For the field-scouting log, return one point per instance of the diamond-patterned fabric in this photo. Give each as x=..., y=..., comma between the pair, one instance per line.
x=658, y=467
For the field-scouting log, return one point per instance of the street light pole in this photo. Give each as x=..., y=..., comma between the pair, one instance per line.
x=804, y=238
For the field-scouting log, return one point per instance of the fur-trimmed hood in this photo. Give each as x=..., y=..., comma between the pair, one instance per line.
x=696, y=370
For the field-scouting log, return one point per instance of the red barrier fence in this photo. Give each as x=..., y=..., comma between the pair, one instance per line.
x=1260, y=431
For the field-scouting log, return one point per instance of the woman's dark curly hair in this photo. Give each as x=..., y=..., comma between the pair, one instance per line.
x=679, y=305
┄┄┄┄┄┄┄┄┄┄
Please retype exactly, and only, the lines starting at the one that contains "the red barrier" and ending with the last line of the material.

For the field-scouting log, return one point per instance of the red barrier fence in this photo. Give each as x=..., y=..., comma between the pair, one instance per line.
x=1260, y=431
For the field-scouting log, return one point per instance of the woman's dark curly hair in this photo. Give each as x=..., y=..., comma between the pair, one instance per line.
x=679, y=305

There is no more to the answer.